◆ **Work to do**
**A.** In the account of the D&R Canal canoe trip, between which years was the canal dug?
**B.** Write a continuation of the D&R Canal canoe trip account, beginning immediately after its final sentence.

◆ **Provided text**
+++++

I steered the old-fashioned green canoe from the back of the boat while Will plowed us forward, gliding us in the same direction as the barely apparent current rippling up the D&R Canal. Sarah had been paddling for awhile, but was now resting between us, taking in the sights of the surrounding vegetation and cloudy blue skies through her oversized sunglasses, hydrating with a PBR from the cooler between her legs. Trying unsuccessfully to stick to the shade, there was more sun than shadow now burning through our sun block, despite multiple reapplications. Strange, long-legged bugs skimmed along the top of the water. The constant buzzing of cicadas was punctuated here and there by the sounds of our grunts and the gentle sloshing of the oars. It was getting on high noon without another soul in sight – a rare treat in the middle of the country’s most densely populated state.
The D&R is a manmade waterway that connects the Delaware, the river dividing Pennsylvania and New Jersey, and the Raritan, the river which empties into the bay just outside New York. “The big ditch,” dug between 1831 and 1834 – thus predating a whole lot of US history – was carved across New Jersey to improve the shipment of goods from the inland of the relatively new country out to the Atlantic. Its peak use was in the decade following the Civil War. As New York entered the Industrial Revolution, the city required tons and tons of anthracite coal from the abundant mines in Pennsylvania. However, the canal eventually fell to abandonment as steam locomotives replaced boats to be the primary mode of cargo transportation in the United States.
Today, the D&R has been transformed into a long but narrow state park that cuts clear across New Jersey, with hiking trails and historical markers running parallel to the otherwise disused waterway. Passing one of the many entrances to the park on my daily commute, I started to daydream about traveling on it, and then one day determined that I wanted to go from one end to the other. I decided to do it once summer had officially started.
Knowing I couldn’t go it alone, I convinced my longtime friend Will and my then-girlfriend-now-fiancée Sarah that I had a great idea. I didn’t have to sell it too hard. Will, always up for a historical adventure, and Sarah, a canoeing enthusiast, both agreed to the trip without much prodding. I tried to fill them in on all the information, like that it was going to be a tough trip and it might take all day, and that there would have to be some finagling back and forth with multiple cars; that there was no current on the canal because it’s a canal and not a river, and that there was going to be some portage involved around the locks (whatever that meant). But life was keeping everyone busy, and until the day finally arrived I couldn’t quite get them to grasp the finer details. All they knew was that we were going out on the canoe.Forgoing at the last minute my grand schemes to be on the water by sunrise, we started from the south and drove north, positioning my car, the Rusty Growler, at the northern tip in New Brunswick. We made it back down to the southern end near Trenton around nine in the morning. It felt early, but it was a pretty late start. There was some griping about the driving back and forth, and now that the picture of what was happening was clearer to everyone in our gang, I worried things were off to a bad start.

+++++

◆ **Entries provided**
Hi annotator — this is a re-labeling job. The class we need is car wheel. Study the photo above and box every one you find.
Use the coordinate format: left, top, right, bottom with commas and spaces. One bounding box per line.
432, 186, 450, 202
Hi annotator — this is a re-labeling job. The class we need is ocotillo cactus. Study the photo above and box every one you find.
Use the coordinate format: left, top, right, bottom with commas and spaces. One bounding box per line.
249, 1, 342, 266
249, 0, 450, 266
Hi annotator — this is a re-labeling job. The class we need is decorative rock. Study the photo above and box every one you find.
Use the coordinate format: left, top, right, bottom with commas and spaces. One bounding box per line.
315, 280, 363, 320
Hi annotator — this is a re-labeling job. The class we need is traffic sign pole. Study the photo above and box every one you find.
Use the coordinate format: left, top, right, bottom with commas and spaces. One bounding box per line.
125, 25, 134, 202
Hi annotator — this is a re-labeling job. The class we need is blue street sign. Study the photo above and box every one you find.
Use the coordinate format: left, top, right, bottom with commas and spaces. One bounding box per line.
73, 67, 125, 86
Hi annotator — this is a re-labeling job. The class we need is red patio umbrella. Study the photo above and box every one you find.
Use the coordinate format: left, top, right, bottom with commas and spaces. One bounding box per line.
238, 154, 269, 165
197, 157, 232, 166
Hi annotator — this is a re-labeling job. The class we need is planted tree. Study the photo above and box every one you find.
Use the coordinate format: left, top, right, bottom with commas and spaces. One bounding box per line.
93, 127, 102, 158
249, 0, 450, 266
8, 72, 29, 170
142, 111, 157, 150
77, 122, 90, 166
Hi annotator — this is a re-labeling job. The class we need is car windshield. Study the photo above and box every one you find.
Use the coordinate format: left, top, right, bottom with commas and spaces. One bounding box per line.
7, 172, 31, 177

+++++

◆ **Answers for the exercise**
**A.** Between 1831 and 1834.

**B.**
It didn’t get better trying to drop the canoe into the water – which indeed filled a canal, and not a riverbed like my companions had imagined. The concrete banks were overgrown, slimy with mud and scum, and we were up to our knees in skanky sediment before everyone had finally teetered into the boat. It wasn’t funny, and it wasn’t fun. Everyone was pissed off and worried about leeches.
It got better, though, and pretty quickly, too, actually, once we determined there were no leech bites. There’s no such thing as drinking too early when you’re in a canoe, and the beer went a long way towards deescalating that morning’s tensions. The weather was gorgeous, too. We slid along the water, ducking our heads under low bridges and admiring wildlife like big white herons and overgrown box turtles sunning themselves on broken logs. We’d pass through industrial, urban decay covered in graffiti and then slip right back into the wilderness, or else spot colonial buildings and relic canal houses just over the trees. Once in awhile we’d pass someone taking a jog along the parallel trail, or boaters like us going along a smaller section at a faster clip, but for the most part we were alone to enjoy the sun, the water, and the exercise.
We spotted a decent bank to pull up on, so we took a break for a picnic lunch – submarine sandwiches and potato chips, plus the beer – and Will did a little fishing, hauling in a bite sized trout which he threw back after a photo-op. A quick bit of calculating against the map to check how much we’d already done showed that there was a slim chance we’d be able to finish the entire track that day. It was past lunch, but we were only a third of the way there. Moreover, the sky had changed from a sunny, pale blue to a more ominous gray. A dull yellowish-green, summer-storm pallor was cast over everything. Not yet deterred, however, we pressed onward and soon came to the first lock.
When digging a canal, it’s difficult to maintain an even water level because of the varying altitudes of the terrain it cuts through. To negate those effects, a system of locks and dams are put into place to stop up the water and raise boats to the next stage of the canal so they can smoothly continue on their journeys. The locks in the D&R aren’t functional, anymore, though, because the D&R isn’t really a canal, anymore, so whenever we came to one of these spots – five in all – we had to stop and portage. Each lock was a little different, but the process of portage, or carrying a boat, basically involved rowing for dear life away from a waterfall dam that could crush us, somehow pulling the canoe out of the canal, and then hauling it a hundred yards to the other side, where then we had to re-create the same plunging mess from that morning to get back in the boat. It was extremely hard to do after rowing all day. Will and Sarah didn’t know what portage was before the first lock, but they quickly learned the meaning of the word. They requested – in so many words – that I learn how to explain things before getting them involved in any of my adventures from now on.
Back on the water, it started to rain, and after swamping the boat while trying to pull up on the banks of Carnegie Lake in Princeton, it felt like we had probably had enough fun for one day. We took a long break while our equipment dried out, checking out historical markers, fishing, and taking photos. But we weren’t anywhere near the car we had left at the other end. We had to go on, willing or not.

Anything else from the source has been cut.